## Input for this task
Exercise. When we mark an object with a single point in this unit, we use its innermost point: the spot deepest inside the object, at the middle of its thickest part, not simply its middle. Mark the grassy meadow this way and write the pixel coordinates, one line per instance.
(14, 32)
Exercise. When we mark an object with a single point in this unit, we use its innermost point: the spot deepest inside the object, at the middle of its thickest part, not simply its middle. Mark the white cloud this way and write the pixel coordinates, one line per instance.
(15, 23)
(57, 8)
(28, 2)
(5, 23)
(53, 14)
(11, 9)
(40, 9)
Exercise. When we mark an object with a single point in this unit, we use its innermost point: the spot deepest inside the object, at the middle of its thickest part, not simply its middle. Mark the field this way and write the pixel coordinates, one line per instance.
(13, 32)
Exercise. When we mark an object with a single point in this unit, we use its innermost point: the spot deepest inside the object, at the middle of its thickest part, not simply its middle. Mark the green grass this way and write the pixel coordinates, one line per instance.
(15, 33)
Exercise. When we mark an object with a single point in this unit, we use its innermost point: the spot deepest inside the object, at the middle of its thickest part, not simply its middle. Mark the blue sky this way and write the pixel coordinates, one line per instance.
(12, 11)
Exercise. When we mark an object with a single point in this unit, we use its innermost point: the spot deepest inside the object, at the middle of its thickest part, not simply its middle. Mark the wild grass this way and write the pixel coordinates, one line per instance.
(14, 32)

## Your goal
Set out exactly the run of lines that begins at the line holding "Mark the white" and ends at the last line of the data.

## Full response
Exercise. When we mark an object with a single point in this unit, we use its innermost point: the spot deepest inside the object, at the middle of its thickest part, not simply its middle. Mark the white cloud this way and write the pixel coordinates, one line per instance.
(15, 23)
(57, 8)
(28, 2)
(5, 23)
(53, 14)
(11, 9)
(40, 9)
Exercise. When we mark an object with a single point in this unit, we use its innermost point: the spot deepest inside the object, at the middle of its thickest part, not simply its middle. Mark the field this way and write the pixel coordinates, one line per instance.
(13, 32)
Exercise. When we mark an object with a single point in this unit, we use its innermost point: the spot deepest inside the object, at the middle of its thickest part, not simply its middle. Mark the green grass this way and write the pixel coordinates, one line per instance.
(15, 33)
Exercise. When we mark an object with a single point in this unit, we use its innermost point: the spot deepest inside the object, at the middle of its thickest part, not simply its middle. Mark the blue sky this way and write the pixel coordinates, one line per instance.
(12, 11)
Exercise. When we mark an object with a single point in this unit, we use its innermost point: the spot deepest inside the object, at the middle of its thickest part, not simply its middle. Mark the wild grass this way and write the pixel coordinates, one line per instance.
(14, 32)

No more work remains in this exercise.